Entradas guardadas

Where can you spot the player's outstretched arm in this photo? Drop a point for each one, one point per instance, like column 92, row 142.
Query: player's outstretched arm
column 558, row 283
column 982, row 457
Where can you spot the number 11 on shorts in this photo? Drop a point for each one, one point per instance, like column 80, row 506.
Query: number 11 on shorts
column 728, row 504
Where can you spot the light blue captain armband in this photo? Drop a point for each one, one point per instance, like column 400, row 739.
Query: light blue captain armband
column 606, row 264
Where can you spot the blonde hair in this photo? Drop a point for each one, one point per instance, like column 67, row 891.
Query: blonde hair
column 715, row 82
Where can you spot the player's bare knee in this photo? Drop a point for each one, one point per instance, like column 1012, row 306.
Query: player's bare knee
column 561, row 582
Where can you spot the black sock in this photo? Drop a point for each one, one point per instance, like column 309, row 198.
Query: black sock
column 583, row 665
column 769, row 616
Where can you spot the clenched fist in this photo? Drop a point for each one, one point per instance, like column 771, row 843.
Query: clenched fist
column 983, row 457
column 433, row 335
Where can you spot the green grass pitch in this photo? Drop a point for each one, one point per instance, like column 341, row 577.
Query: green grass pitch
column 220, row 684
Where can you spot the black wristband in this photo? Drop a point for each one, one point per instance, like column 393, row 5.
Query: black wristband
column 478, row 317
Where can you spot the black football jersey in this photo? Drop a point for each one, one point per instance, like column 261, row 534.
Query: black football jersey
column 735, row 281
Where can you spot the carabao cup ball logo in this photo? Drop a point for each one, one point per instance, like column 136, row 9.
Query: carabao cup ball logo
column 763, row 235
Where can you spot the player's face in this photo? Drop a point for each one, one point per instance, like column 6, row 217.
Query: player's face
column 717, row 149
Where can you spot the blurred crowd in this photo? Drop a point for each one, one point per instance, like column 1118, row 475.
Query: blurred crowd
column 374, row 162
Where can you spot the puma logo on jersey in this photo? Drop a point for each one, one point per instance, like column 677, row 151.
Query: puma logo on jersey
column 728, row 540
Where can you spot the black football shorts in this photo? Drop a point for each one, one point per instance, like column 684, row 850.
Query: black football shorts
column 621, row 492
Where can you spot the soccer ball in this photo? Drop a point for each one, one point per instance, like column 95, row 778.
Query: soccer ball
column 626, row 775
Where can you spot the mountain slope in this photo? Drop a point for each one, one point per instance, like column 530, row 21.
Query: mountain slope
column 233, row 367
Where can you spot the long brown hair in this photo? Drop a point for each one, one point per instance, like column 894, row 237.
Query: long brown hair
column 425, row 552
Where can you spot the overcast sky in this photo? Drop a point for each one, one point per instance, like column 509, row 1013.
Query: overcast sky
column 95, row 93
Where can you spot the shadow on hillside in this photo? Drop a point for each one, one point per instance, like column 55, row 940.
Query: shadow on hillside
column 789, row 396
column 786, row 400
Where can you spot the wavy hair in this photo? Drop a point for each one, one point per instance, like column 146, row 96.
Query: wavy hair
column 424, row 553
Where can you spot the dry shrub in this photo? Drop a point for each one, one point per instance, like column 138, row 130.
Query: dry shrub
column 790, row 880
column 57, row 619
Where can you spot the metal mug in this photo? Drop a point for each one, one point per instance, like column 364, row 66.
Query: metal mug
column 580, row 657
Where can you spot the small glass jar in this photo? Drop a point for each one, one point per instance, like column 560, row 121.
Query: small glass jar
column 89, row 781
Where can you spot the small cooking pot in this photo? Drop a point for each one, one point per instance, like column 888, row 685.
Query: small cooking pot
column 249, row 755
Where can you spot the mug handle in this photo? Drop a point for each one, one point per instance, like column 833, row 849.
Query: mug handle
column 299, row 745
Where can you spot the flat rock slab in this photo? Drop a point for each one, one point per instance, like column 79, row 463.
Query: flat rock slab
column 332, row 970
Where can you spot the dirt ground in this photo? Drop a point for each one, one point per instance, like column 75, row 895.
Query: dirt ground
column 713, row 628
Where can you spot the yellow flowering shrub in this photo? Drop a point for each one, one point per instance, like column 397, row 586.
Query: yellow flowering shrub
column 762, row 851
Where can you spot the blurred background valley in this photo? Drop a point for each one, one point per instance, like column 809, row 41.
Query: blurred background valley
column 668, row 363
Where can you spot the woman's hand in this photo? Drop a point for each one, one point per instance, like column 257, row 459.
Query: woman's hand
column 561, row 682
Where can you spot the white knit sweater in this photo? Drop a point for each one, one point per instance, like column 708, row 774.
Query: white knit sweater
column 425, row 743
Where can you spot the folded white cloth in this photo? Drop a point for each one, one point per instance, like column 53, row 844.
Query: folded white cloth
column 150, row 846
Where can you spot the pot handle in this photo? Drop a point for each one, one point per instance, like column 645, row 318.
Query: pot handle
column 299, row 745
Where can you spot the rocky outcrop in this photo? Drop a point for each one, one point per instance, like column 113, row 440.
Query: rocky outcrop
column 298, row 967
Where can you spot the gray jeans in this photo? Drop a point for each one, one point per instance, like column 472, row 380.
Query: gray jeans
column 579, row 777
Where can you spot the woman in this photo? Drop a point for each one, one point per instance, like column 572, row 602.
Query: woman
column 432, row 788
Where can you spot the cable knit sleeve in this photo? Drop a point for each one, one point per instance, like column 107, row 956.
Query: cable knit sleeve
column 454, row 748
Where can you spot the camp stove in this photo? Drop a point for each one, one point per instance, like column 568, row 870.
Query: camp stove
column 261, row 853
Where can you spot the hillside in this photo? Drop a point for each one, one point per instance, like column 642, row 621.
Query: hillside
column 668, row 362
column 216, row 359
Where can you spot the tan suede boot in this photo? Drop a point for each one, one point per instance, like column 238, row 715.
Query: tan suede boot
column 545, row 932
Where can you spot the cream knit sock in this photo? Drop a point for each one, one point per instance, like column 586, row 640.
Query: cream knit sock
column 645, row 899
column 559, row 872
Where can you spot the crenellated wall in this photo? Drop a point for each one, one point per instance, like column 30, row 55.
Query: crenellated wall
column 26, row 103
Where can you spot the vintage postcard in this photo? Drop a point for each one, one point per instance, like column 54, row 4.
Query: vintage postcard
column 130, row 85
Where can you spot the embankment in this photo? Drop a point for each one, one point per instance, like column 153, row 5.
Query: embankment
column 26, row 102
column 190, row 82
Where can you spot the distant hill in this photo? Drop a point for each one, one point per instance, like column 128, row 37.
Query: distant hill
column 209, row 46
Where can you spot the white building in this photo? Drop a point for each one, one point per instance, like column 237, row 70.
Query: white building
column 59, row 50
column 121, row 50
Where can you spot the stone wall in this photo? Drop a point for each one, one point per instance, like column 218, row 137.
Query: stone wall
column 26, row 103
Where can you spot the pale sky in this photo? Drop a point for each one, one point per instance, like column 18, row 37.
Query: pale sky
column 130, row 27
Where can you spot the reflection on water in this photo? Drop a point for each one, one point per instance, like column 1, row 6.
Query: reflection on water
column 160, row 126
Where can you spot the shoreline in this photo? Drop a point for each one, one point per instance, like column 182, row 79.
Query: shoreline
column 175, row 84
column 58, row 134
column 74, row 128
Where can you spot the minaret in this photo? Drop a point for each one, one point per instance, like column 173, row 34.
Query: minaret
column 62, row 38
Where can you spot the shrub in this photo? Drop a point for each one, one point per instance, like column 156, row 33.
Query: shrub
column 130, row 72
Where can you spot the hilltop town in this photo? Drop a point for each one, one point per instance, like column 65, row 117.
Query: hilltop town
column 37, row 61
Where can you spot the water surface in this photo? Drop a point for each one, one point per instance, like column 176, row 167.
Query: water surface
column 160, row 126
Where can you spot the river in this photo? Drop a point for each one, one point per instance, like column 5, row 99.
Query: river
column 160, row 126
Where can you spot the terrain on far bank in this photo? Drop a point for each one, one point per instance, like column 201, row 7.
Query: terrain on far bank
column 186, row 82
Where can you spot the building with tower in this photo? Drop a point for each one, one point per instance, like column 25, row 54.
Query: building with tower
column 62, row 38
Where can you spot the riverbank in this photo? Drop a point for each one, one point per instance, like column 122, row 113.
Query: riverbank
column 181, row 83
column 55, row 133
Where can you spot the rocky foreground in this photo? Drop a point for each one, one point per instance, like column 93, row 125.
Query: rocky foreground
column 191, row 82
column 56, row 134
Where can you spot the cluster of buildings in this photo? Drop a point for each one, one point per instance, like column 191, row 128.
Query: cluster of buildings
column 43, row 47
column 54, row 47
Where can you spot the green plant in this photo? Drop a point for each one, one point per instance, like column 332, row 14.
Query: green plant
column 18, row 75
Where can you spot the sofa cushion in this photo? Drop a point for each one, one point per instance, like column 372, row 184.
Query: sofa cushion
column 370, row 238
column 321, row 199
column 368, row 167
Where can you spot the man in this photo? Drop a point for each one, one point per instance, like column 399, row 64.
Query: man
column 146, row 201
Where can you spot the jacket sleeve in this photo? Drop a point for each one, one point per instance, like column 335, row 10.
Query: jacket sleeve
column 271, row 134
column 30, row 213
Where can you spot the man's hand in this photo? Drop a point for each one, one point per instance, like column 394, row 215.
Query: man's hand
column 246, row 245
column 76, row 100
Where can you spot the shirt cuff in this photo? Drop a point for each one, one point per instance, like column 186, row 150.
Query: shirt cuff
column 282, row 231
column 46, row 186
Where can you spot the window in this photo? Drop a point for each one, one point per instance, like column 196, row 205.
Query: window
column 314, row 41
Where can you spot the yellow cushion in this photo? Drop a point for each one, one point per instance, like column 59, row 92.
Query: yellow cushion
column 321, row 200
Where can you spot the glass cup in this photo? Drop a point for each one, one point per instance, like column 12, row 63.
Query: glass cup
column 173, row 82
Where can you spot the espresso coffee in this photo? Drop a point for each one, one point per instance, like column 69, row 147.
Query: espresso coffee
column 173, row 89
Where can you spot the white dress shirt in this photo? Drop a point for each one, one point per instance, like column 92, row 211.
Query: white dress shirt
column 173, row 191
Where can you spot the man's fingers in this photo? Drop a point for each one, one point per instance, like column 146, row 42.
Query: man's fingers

- **TAREA ASIGNADA**:
Transcribe tal cual las líneas que van desde la que contiene "Where can you spot the dry" hasta la que contiene "column 89, row 781", ambas incluidas.

- **RESPUESTA FINAL**:
Where can you spot the dry shrub in this photo? Drop a point for each one, one point per instance, like column 138, row 130.
Query: dry shrub
column 790, row 880
column 57, row 619
Where can you spot the metal mug in this photo? Drop a point for each one, one point per instance, like column 364, row 66.
Query: metal mug
column 580, row 657
Where can you spot the small glass jar in this photo? Drop a point for each one, one point per instance, like column 560, row 121.
Query: small glass jar
column 89, row 781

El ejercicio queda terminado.